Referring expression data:
········
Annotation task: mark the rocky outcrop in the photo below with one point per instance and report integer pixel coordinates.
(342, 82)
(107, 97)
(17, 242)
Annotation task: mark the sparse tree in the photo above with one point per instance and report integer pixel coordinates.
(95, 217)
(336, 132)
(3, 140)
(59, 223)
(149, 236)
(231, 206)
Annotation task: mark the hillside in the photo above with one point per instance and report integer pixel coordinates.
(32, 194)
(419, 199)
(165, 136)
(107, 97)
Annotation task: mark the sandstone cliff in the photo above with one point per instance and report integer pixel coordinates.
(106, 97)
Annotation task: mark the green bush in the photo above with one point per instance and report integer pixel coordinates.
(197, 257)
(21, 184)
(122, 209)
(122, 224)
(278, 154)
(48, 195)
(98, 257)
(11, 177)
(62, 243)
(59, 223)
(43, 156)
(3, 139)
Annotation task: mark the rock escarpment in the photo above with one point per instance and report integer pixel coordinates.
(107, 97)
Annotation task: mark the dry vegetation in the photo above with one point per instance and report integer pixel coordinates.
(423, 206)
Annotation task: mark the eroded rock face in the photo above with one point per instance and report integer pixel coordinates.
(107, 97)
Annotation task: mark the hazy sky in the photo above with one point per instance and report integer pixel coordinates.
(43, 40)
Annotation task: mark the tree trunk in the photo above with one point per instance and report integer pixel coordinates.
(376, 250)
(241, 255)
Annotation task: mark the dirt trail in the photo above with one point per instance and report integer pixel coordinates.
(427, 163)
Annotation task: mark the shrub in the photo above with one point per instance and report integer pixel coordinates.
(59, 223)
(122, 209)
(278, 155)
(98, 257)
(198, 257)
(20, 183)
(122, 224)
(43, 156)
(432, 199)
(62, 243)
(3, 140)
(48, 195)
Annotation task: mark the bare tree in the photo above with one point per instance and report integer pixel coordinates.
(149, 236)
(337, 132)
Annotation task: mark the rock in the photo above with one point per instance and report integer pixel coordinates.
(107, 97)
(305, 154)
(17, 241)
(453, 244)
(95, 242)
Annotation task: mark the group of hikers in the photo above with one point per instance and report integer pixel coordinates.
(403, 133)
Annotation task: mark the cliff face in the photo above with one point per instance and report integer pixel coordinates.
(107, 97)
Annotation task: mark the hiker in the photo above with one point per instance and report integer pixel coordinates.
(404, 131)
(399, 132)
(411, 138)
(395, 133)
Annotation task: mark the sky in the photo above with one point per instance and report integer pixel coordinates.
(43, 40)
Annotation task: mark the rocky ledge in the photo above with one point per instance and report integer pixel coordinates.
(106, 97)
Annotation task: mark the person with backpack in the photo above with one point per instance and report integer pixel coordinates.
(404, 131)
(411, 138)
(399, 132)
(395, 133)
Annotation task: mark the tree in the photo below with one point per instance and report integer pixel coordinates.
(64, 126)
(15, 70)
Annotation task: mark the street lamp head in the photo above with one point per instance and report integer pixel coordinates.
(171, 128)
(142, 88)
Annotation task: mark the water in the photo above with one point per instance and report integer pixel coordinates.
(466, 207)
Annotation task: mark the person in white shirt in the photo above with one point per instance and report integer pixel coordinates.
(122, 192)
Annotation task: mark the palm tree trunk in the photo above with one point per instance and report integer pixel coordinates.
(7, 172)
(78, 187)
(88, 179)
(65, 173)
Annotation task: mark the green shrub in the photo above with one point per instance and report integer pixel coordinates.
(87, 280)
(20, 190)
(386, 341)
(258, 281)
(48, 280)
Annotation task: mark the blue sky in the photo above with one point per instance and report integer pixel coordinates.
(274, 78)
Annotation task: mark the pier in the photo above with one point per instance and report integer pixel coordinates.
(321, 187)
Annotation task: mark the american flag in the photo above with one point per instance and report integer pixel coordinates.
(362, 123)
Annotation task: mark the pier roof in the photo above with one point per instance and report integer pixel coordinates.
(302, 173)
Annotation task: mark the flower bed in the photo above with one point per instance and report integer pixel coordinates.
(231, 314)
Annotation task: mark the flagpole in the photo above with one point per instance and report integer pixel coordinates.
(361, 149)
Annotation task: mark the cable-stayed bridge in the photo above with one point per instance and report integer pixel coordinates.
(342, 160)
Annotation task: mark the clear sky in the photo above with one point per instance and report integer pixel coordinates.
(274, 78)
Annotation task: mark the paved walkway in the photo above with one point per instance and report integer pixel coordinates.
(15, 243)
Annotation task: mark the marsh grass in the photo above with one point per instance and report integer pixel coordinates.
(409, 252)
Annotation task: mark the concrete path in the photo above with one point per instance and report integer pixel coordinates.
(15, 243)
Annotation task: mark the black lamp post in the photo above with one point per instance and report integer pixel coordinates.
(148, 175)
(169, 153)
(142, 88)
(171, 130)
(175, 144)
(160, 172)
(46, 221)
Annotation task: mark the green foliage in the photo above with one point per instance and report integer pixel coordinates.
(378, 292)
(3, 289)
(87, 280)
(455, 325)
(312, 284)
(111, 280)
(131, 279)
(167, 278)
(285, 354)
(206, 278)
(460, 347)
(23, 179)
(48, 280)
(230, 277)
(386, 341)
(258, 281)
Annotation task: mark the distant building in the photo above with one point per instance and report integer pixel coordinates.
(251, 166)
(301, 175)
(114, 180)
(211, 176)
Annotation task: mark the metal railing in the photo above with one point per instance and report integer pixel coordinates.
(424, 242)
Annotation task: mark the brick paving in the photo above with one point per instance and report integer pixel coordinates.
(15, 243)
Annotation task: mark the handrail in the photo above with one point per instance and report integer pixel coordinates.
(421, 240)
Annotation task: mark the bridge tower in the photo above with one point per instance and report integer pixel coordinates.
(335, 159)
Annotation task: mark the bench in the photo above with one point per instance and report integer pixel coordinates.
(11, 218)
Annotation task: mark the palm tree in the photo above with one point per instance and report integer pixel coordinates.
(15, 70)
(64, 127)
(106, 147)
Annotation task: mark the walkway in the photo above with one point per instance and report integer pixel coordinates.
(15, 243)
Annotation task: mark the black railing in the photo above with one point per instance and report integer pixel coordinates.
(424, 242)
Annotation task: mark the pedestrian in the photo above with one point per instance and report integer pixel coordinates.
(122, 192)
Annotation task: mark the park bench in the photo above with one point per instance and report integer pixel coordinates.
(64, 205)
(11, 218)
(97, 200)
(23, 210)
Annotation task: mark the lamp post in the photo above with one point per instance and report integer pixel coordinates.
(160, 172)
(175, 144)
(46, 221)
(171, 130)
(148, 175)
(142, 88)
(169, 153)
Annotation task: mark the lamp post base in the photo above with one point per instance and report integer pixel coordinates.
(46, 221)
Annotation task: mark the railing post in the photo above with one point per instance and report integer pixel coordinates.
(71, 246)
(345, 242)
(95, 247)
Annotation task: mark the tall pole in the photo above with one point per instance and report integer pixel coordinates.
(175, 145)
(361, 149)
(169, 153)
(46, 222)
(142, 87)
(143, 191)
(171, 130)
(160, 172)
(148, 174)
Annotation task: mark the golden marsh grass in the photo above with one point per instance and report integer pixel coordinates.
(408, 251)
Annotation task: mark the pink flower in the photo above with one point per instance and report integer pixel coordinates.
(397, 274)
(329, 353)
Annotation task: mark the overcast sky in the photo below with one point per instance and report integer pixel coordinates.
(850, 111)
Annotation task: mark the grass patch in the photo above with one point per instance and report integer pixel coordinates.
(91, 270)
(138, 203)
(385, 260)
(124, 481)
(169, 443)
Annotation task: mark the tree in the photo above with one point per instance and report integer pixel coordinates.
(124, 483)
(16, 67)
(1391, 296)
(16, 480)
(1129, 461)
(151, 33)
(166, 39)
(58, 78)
········
TO DO:
Repeat the entries shown above, every one, word for word.

ANSWER BELOW:
Annotation task: mark the rocky outcrop in the photo below with one point per instance and report integer pixel coordinates.
(342, 82)
(107, 97)
(17, 242)
Annotation task: mark the sparse tree in the photo above with one point per instance and report integer pixel coordinates.
(95, 217)
(336, 132)
(3, 140)
(59, 223)
(149, 236)
(231, 206)
Annotation task: mark the hillside in the photo above with one point per instance and report integer pixel coordinates.
(32, 194)
(419, 199)
(165, 136)
(107, 97)
Annotation task: mark the sandstone cliff in the photo above with one point per instance and report integer pixel coordinates.
(106, 97)
Annotation task: mark the green bush in the photo above with one point per instance and report integer pixel coordinates.
(197, 257)
(21, 184)
(122, 209)
(122, 224)
(278, 154)
(48, 195)
(98, 257)
(11, 177)
(62, 243)
(59, 223)
(43, 156)
(3, 139)
Annotation task: mark the rock escarpment in the photo above with one point per instance and report integer pixel coordinates.
(107, 97)
Annotation task: mark the dry vegetation in the photo above with one point per instance and report integer pixel coordinates.
(423, 206)
Annotation task: mark the eroded rock face in the photo above with one point per instance and report integer pixel coordinates.
(107, 97)
Annotation task: mark the hazy sky in the photo above with one point per instance and report integer pixel coordinates.
(43, 40)
Annotation task: mark the tree trunk in the photo above with one point per instance and report integer pixel coordinates.
(376, 250)
(241, 255)
Annotation task: mark the dirt trail in the photo above with one point per instance and report integer pixel coordinates.
(427, 163)
Annotation task: mark the shrub in the photo above with one point per instance and report integer pixel coordinates.
(59, 223)
(122, 209)
(278, 155)
(98, 257)
(198, 257)
(20, 183)
(122, 224)
(43, 156)
(432, 199)
(62, 243)
(3, 140)
(48, 195)
Annotation task: mark the bare tree in the photo above with one point per instance and report integer pixel coordinates.
(149, 236)
(337, 132)
Annotation task: mark the rock in the photo above with one point per instance and report integer pixel coordinates.
(107, 97)
(305, 154)
(17, 241)
(453, 244)
(95, 242)
Annotation task: mark the group of hikers in the photo above with one point per instance and report integer pixel coordinates.
(403, 133)
Annotation task: mark the cliff face in the photo above with one point per instance and report integer pixel coordinates.
(107, 97)
Annotation task: mark the hiker in the photo above with one point per instance and report integer pixel coordinates.
(404, 131)
(399, 132)
(411, 138)
(395, 133)
Annotation task: mark the sky in the photo above with one point per instance and report integer pixel coordinates.
(43, 40)
Annotation task: mark the rocky ledge in the photo above with one point per instance and report integer pixel coordinates.
(106, 97)
Annotation task: mark the person with backpack in the photo above with one point per instance and report integer pixel coordinates.
(404, 131)
(411, 138)
(399, 132)
(395, 133)
Annotation task: mark the tree in the photo below with one point per instance and report integer pixel coordinates.
(64, 126)
(15, 70)
Annotation task: mark the street lamp head in the photo above with one point per instance and report integer pixel coordinates.
(171, 128)
(142, 88)
Annotation task: mark the water in the photo above with one point per instance and report integer pixel coordinates.
(466, 207)
Annotation task: mark the person in white shirt in the photo above with one point per instance and report integer pixel coordinates.
(122, 192)
Annotation task: mark the palm tree trunk in the photo above with one point per instance and report integer pixel coordinates.
(7, 172)
(78, 187)
(88, 179)
(65, 173)
Annotation task: mark the green shrub in the photo above with one point per instance and report integer pixel coordinates.
(87, 280)
(20, 190)
(386, 341)
(258, 281)
(48, 280)
Annotation task: mark the blue sky in the photo above with one point per instance and report integer pixel coordinates.
(274, 78)
Annotation task: mark the pier in the photo above with one point per instance and report integer pixel coordinates.
(321, 187)
Annotation task: mark the american flag in the photo above with one point per instance and report integer pixel coordinates.
(362, 123)
Annotation task: mark the pier roof in the photo above with one point per instance and report integer pixel coordinates.
(302, 173)
Annotation task: mark the flower bed in the photo above with one point per instance and report integer pixel coordinates.
(231, 314)
Annotation task: mark the flagpole in the photo above with one point per instance and report integer pixel coordinates.
(361, 149)
Annotation task: mark the cable-stayed bridge in the photo above with one point per instance and report integer pixel coordinates.
(342, 160)
Annotation task: mark the clear sky in the photo above with one point per instance and report integer pixel coordinates.
(274, 78)
Annotation task: mark the paved walkway in the photo above with one point per instance and report integer pixel coordinates.
(15, 243)
Annotation task: mark the marsh grass in the photo above with one point per instance and report integer pixel coordinates.
(409, 252)
Annotation task: mark the concrete path in the photo above with one point per instance and report integer pixel coordinates.
(15, 243)
Annotation task: mark the black lamp post in the photo above with one point per instance and report integer pixel coordinates.
(148, 175)
(169, 153)
(142, 88)
(171, 130)
(175, 144)
(160, 172)
(46, 221)
Annotation task: mark the green foliage in the photo above with one point per instance and report integer pixel coordinates.
(378, 292)
(3, 289)
(87, 280)
(455, 325)
(312, 284)
(111, 280)
(131, 279)
(167, 278)
(285, 354)
(206, 278)
(460, 347)
(23, 179)
(48, 280)
(230, 277)
(386, 341)
(258, 281)
Annotation task: mark the distant building in the photo above with one point per instance and report integer pixel coordinates.
(251, 166)
(301, 175)
(114, 180)
(211, 176)
Annotation task: mark the metal railing in the photo above with one point per instance and report integer pixel coordinates.
(424, 242)
Annotation task: mark the brick paving in the photo above with one point per instance and report integer pixel coordinates.
(15, 243)
Annotation task: mark the handrail in the photo above with one point per instance and report integer pixel coordinates.
(421, 240)
Annotation task: mark the bridge tower in the photo above with one point per instance and report integer pixel coordinates.
(335, 159)
Annotation task: mark the bench in the photo above with one point per instance and report integer pixel coordinates.
(11, 218)
Annotation task: mark the palm tree in the photo above with one point per instance and report integer pixel coordinates.
(15, 70)
(64, 127)
(106, 147)
Annotation task: mark the walkway in the photo above with one point per instance and report integer pixel coordinates.
(15, 243)
Annotation task: mark the black railing in the photo above with one point per instance and report integer pixel coordinates.
(424, 242)
Annotation task: mark the pedestrian in the photo above with one point per instance and report integer pixel coordinates.
(122, 192)
Annotation task: mark the park bench in the photo above with one point per instance and report integer pixel coordinates.
(64, 205)
(11, 218)
(97, 200)
(23, 210)
Annotation task: mark the lamp post in the photo above with one point per instance and report integer pixel coordinates.
(160, 172)
(175, 144)
(46, 221)
(171, 130)
(148, 175)
(142, 88)
(169, 153)
Annotation task: mark the lamp post base in the photo above with one point per instance and report integer pixel coordinates.
(46, 221)
Annotation task: mark the railing post in the photo above with one point per instance and report integer pixel coordinates.
(71, 246)
(345, 242)
(95, 247)
Annotation task: mark the tall pole in the photo above with one point per instance and report integer pixel coordinates.
(175, 145)
(361, 149)
(169, 153)
(46, 222)
(142, 87)
(143, 191)
(171, 130)
(160, 172)
(148, 174)
Annotation task: mark the golden marsh grass in the photo above with one point per instance and report integer pixel coordinates.
(408, 251)
Annotation task: mark the pink flower in the photo above with one point per instance and report integer pixel coordinates.
(397, 274)
(329, 353)
Annotation task: mark the overcast sky in the photo below with one point per instance and report integer pixel coordinates.
(850, 111)
Annotation task: mark the grass patch in the photo above with one point per instance and report integer pixel coordinates.
(91, 270)
(138, 203)
(385, 260)
(124, 481)
(169, 443)
Annotation task: mark the tree in the photo above with one point per instance and report integer pixel coordinates.
(124, 483)
(16, 67)
(1391, 296)
(16, 480)
(1129, 461)
(151, 33)
(166, 39)
(58, 78)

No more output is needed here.